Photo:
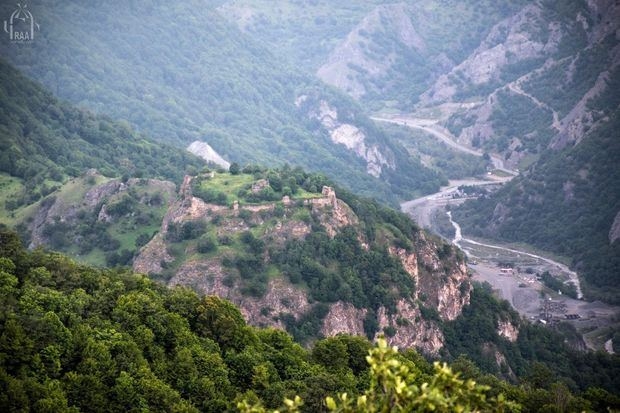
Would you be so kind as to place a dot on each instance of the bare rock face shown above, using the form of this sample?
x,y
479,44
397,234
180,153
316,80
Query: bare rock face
x,y
338,215
349,135
411,329
337,71
508,42
151,257
444,288
206,152
344,318
446,291
208,277
507,330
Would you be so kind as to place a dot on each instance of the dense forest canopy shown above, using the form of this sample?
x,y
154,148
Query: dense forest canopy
x,y
77,338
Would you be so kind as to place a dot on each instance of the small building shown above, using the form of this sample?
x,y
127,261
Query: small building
x,y
259,185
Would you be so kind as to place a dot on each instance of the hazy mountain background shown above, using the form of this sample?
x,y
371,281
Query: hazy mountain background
x,y
183,73
96,114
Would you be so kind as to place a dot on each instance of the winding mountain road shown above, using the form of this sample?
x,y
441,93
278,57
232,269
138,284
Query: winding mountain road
x,y
458,238
431,127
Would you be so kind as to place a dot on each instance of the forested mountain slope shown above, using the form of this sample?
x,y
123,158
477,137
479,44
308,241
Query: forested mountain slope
x,y
76,337
568,203
183,73
44,140
379,52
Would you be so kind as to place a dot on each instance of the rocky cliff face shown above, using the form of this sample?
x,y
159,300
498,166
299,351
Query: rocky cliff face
x,y
349,61
345,133
523,66
442,287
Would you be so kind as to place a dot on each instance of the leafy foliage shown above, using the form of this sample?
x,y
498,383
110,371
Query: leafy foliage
x,y
201,80
77,338
37,131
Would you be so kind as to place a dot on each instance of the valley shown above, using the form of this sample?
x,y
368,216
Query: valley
x,y
229,205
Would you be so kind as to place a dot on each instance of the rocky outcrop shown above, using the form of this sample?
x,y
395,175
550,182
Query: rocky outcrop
x,y
152,257
338,215
411,330
446,290
347,61
208,277
507,330
508,43
206,152
347,134
344,318
440,286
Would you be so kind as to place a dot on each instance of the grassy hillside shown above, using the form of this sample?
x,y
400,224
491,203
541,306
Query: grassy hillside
x,y
44,140
183,73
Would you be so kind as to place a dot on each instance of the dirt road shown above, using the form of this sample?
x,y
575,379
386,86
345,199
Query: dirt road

* The exercise:
Your task is to repeat the material above exactly, without its pictures.

* Result of the exercise:
Photo:
Would you be so kind as to place a dot on each instance of the bare rock face shown above, using the form of this sample?
x,y
479,44
397,234
180,153
316,80
Query: bare rock face
x,y
338,215
349,135
411,329
337,71
508,42
151,257
444,288
206,152
344,318
446,291
208,277
507,330
Would you be so kind as to place a dot on each instance of the dense forest canopy shown above, using the form of this sample?
x,y
154,148
Query: dense forest canopy
x,y
77,338
Would you be so kind as to place a dot on each instance of the small building shown above, using the form of this sample?
x,y
127,261
Query: small building
x,y
259,185
Would you be so kind as to place a dot on each instance of the hazy mountain background shown above, using the form of this sample?
x,y
371,281
Query: hazy mountain background
x,y
183,73
96,114
Would you be so kind as to place a dot on each instance of the winding mountain road shown above, using the form of this sample?
x,y
441,93
278,57
232,269
138,284
Query: winding mountain road
x,y
458,238
431,127
Would you be so kind as to place a dot on each instance of the forested mountain slope shown above, using the form of this sample?
x,y
123,158
477,137
479,44
308,241
Query: forested mountain slope
x,y
76,337
568,203
183,73
44,140
379,52
Would you be so kind as to place a dot on each instance of the rocky cliff face shown above, using the form of this sample?
x,y
159,300
498,166
299,351
Query: rocky cliff face
x,y
349,61
345,133
523,66
442,287
Would you be so kind as to place a dot on each instance of the leafy foliage shown above, using the form of this sample?
x,y
498,383
110,371
Query: leafy foliage
x,y
201,80
77,338
37,131
Would you be so kind as to place a dot on each instance of the valley shown above, using the form of this sample?
x,y
368,216
Query: valley
x,y
229,205
Would you be so kind as to place a dot on each instance of the rocky outcrop shown above, using the form of this sample?
x,y
395,175
550,182
Query: rocky outcrop
x,y
152,257
338,215
411,330
446,290
347,61
208,277
507,330
508,43
206,152
347,134
344,318
440,286
Would you be so kind as to place a dot on each instance of the grassy hillside shown above, using the form of this sample?
x,y
400,224
491,203
541,306
Query: grassy hillside
x,y
44,140
183,73
Would you be so kind as to place a dot on each instance of the dirt road shown above, using the form of this sample?
x,y
575,379
386,86
345,199
Query: dirt road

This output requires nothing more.